[Entries on finding named things]
····················
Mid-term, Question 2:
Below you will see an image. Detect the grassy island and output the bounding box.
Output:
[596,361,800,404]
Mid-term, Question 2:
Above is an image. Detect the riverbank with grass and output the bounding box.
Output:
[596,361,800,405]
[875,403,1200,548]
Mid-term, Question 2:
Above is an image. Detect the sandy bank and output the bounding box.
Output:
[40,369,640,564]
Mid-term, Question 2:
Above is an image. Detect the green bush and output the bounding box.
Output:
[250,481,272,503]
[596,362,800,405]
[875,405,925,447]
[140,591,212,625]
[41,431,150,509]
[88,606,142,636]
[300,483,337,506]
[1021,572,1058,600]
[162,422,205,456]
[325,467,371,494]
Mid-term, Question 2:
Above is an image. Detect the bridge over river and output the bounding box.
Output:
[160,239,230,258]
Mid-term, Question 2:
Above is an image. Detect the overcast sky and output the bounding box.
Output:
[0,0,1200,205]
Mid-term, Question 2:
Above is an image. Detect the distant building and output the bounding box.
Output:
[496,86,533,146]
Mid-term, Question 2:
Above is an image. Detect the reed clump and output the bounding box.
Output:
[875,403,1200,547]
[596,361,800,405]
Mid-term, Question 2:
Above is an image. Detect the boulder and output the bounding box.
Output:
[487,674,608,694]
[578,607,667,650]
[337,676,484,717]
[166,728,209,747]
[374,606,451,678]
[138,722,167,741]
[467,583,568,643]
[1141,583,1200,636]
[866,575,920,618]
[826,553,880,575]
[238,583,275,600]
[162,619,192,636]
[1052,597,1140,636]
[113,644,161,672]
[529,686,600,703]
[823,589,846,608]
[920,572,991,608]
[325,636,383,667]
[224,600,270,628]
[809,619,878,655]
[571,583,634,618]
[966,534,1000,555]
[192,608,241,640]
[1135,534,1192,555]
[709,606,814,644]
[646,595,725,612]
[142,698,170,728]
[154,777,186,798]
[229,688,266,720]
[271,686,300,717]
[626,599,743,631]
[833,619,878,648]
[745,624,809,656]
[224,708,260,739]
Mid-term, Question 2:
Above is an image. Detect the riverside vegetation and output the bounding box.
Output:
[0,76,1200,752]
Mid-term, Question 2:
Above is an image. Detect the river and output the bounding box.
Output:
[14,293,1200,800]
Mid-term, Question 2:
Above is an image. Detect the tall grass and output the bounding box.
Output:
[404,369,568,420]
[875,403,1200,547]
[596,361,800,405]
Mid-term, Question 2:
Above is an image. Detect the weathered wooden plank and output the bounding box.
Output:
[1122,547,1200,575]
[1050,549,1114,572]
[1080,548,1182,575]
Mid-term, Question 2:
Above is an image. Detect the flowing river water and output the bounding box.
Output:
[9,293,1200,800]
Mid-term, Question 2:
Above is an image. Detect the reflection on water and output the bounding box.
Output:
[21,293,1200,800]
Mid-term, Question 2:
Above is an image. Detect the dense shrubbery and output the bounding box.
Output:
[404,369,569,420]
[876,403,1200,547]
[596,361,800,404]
····················
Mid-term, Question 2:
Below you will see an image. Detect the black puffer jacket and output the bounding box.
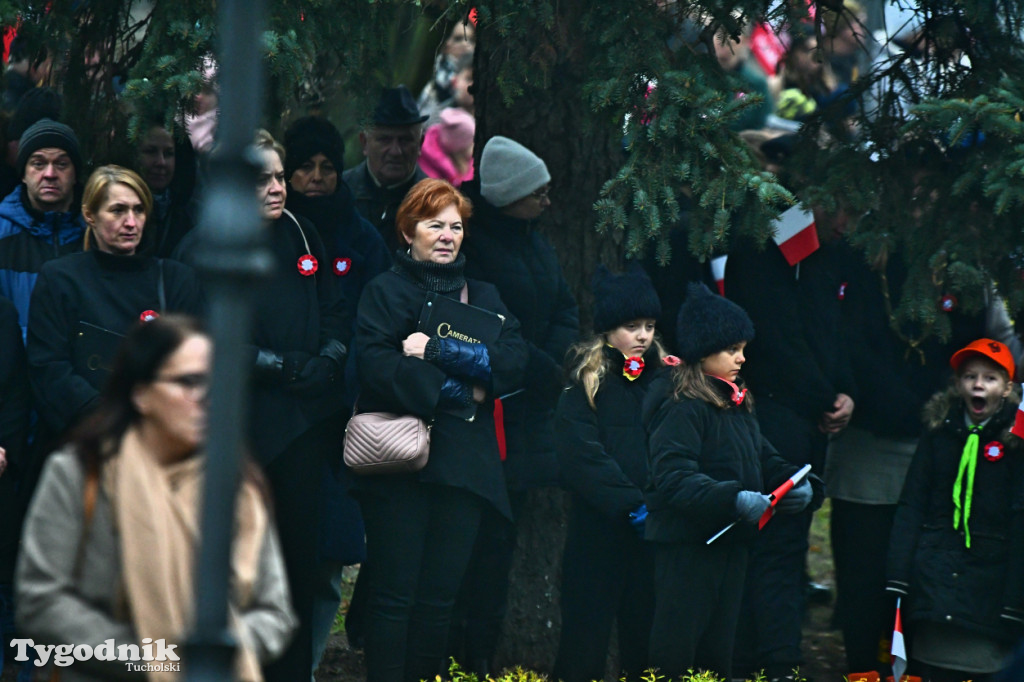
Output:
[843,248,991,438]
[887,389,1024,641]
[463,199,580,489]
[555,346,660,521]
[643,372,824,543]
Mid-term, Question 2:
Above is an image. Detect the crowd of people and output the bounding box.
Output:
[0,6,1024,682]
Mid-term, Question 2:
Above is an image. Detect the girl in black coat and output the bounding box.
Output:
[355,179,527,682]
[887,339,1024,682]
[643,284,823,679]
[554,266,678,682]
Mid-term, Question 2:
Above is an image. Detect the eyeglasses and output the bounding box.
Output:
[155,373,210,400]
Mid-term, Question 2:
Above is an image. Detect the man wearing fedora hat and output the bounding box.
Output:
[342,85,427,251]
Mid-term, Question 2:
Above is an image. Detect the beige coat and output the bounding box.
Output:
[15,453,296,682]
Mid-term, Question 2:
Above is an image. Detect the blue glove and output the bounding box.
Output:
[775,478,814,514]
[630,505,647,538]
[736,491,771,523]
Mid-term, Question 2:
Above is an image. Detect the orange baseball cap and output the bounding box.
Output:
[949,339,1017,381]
····················
Return every line of the items that holds the word "Below".

Below you will see an image. Detect the grassy island and output the bounding box.
Below you will see an image. Detect the black puffer jacket and output the bounding box.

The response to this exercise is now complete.